Exercice court ▸
Transcrivez sans rien changer le passage du texte sur l'oraison lasallienne qui commence par « Une telle relecture » et se poursuit jusqu'à « projet spirituel individuel. ».

Archives Lasalliennes, document du mois: Oraison lasallienne.

https://www.archives-lasalliennes.org/docsm/2024/2405_oraison.php

2024 a été consacrée par l’église année de la prière. Dans les coulisses du projet éducatif lasallien, se tient en toile de fond, une spiritualité, une vie intérieure coopérant avec la foi, charpentée par la pratique de l’oraison. Un type de prière qui chemine entre méditation et contemplation et dont une ouverture a marqué des générations d’élèves et d’éducateurs : « Souvenons-nous que nous sommes en la sainte présence de Dieu »… suivi d’un temps de silence.

Écoles de spiritualité

Vous exercez un emploi qui vous met dans l’obligation de toucher les cœurs, vous ne pouvez le faire que par l’Esprit de Dieu : priez-le qu’il vous fasse aujourd’hui la même grâce qu’il a fait aux saints apôtres, et qu’après vous avoir remplis de son Esprit pour vous sanctifier, il vous le communique aussi pour procurer le salut des autres (Méditations  43/3).

Une telle relecture spirituelle de la pratique éducative a été celle de Jean-Baptiste de la Salle en son temps (XVIIe siècle).  Il n’a pas suivi le chemin de l’éducateur qui découvre la possibilité de vivre sa foi dans la pratique de son métier. Son itinéraire est celui d’un prêtre pétri d’une culture sacerdotale issue de la contre-réforme catholique, ouverte au renouveau catéchétique et scolaire, et de ce qui s’appellera bien plus tard, l’école française de spiritualité (Brémond,1920).

Cette école est un développement du courant de la Devotio moderna qui se diffuse en Europe durant les XVe et XVIe siècles et invite à l’intériorisation de la foi. Un mouvement de réforme fondamental qui veut dégager le christianisme de ses enlisements formalistes et institutionnels en l’ouvrant à la notion de projet spirituel individuel.

L’école française invite le croyant à communier à la personnalité du Christ en laissant agir l’Esprit dans des maturations lentes et progressives faites de recueillement intérieur et d’effacement de soi. Dans une lecture théologique de cette école, c’est l’Esprit qui est l’acteur de la prière conçue, non essentiellement comme un acte qui serait de pure volonté, mais comme appelé à être un état où deux libertés se rencontrent.

Extrait de données ▸
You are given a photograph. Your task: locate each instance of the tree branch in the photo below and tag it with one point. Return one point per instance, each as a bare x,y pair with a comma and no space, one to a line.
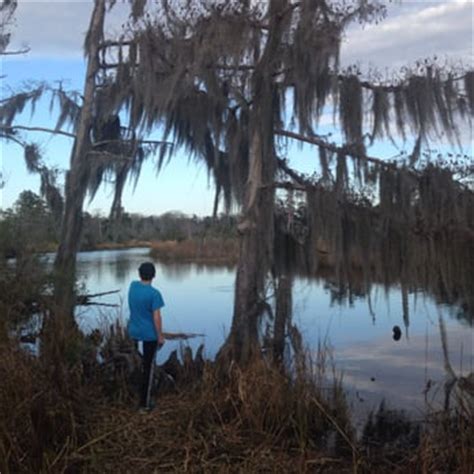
39,129
346,150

Réponse attendue ▸
Une telle relecture spirituelle de la pratique éducative a été celle de Jean-Baptiste de la Salle en son temps (XVIIe siècle).  Il n’a pas suivi le chemin de l’éducateur qui découvre la possibilité de vivre sa foi dans la pratique de son métier. Son itinéraire est celui d’un prêtre pétri d’une culture sacerdotale issue de la contre-réforme catholique, ouverte au renouveau catéchétique et scolaire, et de ce qui s’appellera bien plus tard, l’école française de spiritualité (Brémond,1920).

Cette école est un développement du courant de la Devotio moderna qui se diffuse en Europe durant les XVe et XVIe siècles et invite à l’intériorisation de la foi. Un mouvement de réforme fondamental qui veut dégager le christianisme de ses enlisements formalistes et institutionnels en l’ouvrant à la notion de projet spirituel individuel.